## START

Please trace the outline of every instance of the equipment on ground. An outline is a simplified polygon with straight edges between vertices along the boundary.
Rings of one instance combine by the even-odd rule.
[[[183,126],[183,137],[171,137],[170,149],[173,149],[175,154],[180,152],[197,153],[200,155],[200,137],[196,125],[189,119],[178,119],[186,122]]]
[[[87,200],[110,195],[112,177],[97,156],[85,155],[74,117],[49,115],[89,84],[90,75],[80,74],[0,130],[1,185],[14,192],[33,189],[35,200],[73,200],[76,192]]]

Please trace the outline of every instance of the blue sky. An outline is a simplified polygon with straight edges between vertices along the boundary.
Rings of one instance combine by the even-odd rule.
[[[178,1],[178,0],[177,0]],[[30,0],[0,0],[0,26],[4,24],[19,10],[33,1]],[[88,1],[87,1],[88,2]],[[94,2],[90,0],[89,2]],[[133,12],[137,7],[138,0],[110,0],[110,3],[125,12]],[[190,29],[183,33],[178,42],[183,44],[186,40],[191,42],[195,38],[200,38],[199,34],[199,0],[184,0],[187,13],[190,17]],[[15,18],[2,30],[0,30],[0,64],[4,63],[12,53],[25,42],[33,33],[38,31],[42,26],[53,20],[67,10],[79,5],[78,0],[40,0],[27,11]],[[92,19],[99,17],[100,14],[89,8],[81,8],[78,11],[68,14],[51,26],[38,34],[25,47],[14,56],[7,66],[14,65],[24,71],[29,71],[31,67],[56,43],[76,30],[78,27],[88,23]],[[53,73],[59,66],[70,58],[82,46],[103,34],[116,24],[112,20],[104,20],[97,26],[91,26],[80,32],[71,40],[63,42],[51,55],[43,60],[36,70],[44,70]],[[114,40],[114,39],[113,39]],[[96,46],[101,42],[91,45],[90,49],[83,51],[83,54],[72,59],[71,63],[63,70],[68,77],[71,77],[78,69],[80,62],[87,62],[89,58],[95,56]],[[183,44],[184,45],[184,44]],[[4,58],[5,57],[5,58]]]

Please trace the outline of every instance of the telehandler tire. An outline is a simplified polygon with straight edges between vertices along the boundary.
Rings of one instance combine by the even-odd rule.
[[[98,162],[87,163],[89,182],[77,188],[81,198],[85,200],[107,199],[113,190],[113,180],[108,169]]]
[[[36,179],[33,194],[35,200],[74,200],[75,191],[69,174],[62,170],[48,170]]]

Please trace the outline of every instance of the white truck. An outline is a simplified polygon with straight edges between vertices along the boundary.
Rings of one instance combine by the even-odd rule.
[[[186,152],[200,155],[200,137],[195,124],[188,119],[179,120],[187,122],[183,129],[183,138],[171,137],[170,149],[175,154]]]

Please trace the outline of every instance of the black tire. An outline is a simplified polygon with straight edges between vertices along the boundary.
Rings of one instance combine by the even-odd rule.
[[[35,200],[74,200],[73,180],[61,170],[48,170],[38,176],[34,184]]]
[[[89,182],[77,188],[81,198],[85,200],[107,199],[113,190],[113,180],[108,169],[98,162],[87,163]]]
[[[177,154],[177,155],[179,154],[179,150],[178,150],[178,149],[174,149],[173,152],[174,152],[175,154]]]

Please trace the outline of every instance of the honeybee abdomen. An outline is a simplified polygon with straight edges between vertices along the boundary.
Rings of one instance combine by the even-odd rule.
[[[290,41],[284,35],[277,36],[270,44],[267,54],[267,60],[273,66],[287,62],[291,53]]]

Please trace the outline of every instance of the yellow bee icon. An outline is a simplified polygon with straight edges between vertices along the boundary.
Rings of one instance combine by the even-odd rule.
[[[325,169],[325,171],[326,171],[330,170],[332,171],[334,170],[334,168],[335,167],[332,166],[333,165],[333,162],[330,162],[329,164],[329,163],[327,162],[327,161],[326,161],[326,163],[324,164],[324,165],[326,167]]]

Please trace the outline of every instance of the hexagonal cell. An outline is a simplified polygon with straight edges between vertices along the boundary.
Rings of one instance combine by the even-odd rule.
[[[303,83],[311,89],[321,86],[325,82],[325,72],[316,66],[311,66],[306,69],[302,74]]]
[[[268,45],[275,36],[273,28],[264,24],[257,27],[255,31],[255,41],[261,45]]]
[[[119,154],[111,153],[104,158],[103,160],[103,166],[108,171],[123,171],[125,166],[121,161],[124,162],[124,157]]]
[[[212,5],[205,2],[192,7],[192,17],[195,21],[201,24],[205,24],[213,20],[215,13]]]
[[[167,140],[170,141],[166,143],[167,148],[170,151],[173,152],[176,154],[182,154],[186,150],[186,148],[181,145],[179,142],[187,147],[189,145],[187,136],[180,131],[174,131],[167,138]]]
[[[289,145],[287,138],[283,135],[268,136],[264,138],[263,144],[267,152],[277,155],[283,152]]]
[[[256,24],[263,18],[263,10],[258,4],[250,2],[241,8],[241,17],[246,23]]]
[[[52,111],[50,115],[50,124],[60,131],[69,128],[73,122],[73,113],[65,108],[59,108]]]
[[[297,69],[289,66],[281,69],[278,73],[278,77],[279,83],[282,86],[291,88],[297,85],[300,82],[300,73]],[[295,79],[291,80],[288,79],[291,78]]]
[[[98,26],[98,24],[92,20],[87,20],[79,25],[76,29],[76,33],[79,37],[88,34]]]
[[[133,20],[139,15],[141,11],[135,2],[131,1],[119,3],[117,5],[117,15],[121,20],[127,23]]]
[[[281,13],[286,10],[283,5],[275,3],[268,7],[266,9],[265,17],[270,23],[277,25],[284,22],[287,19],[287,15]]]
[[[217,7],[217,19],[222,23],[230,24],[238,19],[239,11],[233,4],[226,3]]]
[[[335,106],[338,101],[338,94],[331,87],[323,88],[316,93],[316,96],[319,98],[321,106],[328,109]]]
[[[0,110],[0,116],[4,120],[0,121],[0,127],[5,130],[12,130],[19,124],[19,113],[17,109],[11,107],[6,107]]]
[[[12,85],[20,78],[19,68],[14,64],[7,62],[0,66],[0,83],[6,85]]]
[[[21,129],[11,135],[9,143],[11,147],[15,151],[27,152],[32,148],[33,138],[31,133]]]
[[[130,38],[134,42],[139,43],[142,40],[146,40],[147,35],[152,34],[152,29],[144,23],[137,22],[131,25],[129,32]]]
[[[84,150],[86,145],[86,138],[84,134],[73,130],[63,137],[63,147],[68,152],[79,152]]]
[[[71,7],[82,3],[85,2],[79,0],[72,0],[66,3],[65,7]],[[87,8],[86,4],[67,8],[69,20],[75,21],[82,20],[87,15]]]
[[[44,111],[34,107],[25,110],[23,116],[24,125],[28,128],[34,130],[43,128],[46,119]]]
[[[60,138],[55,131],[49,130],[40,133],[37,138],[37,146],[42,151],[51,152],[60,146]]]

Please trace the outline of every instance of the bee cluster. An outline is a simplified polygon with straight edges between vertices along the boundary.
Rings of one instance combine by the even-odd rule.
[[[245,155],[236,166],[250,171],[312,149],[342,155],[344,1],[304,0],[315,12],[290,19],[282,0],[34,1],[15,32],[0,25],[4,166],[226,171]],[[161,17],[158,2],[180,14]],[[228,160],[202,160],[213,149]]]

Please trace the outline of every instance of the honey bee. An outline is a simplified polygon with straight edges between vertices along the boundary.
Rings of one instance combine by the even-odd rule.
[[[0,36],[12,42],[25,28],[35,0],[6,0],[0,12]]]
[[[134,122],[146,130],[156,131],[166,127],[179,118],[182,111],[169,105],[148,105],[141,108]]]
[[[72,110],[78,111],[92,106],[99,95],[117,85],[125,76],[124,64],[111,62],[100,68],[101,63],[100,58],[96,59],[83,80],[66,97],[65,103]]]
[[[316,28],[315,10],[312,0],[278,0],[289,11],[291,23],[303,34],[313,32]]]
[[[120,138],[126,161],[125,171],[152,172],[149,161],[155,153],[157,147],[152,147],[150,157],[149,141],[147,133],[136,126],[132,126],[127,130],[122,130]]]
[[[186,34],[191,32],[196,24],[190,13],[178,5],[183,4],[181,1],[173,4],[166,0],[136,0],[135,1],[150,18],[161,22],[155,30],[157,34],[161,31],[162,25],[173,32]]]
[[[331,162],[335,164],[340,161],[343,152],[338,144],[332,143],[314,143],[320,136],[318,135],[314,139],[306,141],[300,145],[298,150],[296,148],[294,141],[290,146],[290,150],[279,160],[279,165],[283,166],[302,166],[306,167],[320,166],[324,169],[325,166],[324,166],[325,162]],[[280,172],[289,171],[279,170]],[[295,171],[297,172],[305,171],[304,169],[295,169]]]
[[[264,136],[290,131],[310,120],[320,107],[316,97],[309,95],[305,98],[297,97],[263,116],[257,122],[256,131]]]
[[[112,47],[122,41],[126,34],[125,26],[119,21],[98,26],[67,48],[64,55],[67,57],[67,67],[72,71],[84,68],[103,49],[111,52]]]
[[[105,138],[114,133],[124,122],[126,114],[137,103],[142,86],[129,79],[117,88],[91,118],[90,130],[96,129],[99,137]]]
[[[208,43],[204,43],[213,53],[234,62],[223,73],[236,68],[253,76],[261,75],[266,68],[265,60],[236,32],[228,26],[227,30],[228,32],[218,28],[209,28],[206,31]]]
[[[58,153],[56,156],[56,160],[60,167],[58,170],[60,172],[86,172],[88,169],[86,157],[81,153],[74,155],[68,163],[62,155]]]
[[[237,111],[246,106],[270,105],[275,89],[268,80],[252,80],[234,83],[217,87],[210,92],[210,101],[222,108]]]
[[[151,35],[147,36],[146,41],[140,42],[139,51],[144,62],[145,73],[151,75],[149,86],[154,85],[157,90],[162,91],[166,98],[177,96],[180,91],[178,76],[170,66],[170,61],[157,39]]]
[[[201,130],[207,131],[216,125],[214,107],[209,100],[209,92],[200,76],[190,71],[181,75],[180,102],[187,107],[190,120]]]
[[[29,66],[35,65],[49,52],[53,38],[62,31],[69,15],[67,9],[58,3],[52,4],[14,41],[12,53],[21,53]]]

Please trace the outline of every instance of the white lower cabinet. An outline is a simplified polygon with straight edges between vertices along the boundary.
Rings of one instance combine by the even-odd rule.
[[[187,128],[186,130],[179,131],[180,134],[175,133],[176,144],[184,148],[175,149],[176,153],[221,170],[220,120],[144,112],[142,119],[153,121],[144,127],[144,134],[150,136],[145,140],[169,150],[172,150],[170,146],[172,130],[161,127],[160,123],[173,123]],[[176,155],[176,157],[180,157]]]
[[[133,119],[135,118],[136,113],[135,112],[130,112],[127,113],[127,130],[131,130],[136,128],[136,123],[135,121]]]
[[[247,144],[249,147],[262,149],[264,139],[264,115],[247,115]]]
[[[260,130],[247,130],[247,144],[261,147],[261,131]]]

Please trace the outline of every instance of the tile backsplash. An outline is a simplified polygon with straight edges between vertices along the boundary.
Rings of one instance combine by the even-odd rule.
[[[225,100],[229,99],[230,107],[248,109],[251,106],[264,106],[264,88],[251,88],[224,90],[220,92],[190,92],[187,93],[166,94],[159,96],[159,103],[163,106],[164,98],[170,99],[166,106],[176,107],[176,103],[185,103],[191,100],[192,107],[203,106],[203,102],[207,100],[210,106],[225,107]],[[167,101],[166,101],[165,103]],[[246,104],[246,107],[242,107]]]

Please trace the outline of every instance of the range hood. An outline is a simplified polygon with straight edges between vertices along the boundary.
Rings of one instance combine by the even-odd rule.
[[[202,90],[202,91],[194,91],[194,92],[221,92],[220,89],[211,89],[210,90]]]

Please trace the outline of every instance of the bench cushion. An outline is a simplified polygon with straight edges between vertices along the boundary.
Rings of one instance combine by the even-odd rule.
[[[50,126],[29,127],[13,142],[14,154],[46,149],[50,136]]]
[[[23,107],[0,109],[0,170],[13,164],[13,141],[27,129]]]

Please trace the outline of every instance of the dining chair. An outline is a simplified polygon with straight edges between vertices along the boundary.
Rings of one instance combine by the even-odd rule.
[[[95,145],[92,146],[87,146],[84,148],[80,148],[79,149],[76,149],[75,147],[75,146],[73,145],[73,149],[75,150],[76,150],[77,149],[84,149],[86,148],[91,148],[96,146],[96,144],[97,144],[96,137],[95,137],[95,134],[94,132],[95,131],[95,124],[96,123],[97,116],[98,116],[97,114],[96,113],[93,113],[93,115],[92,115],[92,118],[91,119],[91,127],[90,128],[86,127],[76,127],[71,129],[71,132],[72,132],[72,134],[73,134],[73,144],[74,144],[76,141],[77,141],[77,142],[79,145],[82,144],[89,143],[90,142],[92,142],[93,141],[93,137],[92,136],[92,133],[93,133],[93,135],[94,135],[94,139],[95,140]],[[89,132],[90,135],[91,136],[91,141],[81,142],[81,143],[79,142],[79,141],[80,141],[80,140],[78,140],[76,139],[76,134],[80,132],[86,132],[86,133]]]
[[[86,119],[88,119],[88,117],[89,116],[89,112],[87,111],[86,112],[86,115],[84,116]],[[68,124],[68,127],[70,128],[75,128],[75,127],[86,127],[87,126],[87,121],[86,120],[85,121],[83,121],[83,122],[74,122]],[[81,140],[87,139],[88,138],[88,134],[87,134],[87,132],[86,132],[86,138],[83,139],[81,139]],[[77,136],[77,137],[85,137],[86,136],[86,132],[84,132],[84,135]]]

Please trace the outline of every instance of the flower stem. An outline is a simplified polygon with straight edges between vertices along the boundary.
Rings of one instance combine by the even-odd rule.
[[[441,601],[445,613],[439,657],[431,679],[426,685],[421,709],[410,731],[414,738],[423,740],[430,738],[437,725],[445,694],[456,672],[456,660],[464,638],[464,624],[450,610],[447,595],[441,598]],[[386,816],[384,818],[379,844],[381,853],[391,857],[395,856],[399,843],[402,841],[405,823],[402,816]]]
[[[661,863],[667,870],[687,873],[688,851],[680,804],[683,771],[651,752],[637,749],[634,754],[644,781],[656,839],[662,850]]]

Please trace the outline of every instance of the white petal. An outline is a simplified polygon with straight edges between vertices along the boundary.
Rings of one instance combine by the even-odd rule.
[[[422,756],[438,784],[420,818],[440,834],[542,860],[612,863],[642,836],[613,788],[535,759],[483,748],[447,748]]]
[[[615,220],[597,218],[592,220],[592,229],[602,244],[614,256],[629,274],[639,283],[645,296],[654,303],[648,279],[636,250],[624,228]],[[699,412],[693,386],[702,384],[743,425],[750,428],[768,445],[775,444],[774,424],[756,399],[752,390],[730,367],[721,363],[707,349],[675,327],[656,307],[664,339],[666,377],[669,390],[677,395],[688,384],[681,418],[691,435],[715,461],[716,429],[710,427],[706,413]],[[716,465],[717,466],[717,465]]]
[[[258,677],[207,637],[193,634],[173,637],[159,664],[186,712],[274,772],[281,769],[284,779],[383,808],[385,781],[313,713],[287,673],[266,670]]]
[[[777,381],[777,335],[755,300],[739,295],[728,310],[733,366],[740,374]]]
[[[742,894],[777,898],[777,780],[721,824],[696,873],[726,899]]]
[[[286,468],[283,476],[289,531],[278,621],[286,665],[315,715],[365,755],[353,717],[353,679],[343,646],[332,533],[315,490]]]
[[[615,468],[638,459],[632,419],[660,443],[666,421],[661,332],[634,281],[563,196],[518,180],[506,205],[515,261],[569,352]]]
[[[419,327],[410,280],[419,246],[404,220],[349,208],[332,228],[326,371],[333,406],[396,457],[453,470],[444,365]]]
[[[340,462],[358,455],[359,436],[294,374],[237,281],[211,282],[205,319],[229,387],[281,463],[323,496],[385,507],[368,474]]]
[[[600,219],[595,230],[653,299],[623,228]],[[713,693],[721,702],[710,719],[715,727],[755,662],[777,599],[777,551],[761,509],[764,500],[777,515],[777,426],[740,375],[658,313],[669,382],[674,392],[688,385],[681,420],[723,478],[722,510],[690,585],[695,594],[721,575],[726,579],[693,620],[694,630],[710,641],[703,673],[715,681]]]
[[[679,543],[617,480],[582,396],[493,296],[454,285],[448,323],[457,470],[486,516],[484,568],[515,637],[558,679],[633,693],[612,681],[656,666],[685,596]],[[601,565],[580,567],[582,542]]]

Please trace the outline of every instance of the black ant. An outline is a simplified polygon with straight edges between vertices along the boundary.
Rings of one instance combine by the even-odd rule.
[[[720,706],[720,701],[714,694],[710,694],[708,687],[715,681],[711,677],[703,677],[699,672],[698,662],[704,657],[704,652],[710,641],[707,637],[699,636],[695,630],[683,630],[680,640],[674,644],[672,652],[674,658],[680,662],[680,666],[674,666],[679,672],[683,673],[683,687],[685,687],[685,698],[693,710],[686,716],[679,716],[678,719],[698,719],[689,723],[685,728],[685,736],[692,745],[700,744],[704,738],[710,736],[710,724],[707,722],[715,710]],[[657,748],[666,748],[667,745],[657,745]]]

## END

■ **EXERCISE PROMPT**
Update the lines starting at "Please trace the outline of every instance of the bench" and ending at "[[[23,107],[0,109],[0,170],[13,164],[13,141],[27,129]]]" by replacing "bench cushion" with "sofa cushion", leaving everything else unchanged.

■ **REPLY TO THE TASK**
Please trace the outline of every instance of the sofa cushion. An outline is a simplified polygon with straight edges between vertices along the boundary.
Rings of one instance combine by the even-odd rule.
[[[50,126],[29,127],[13,142],[14,154],[46,149],[50,136]]]
[[[23,107],[0,109],[0,170],[13,164],[13,141],[27,129]]]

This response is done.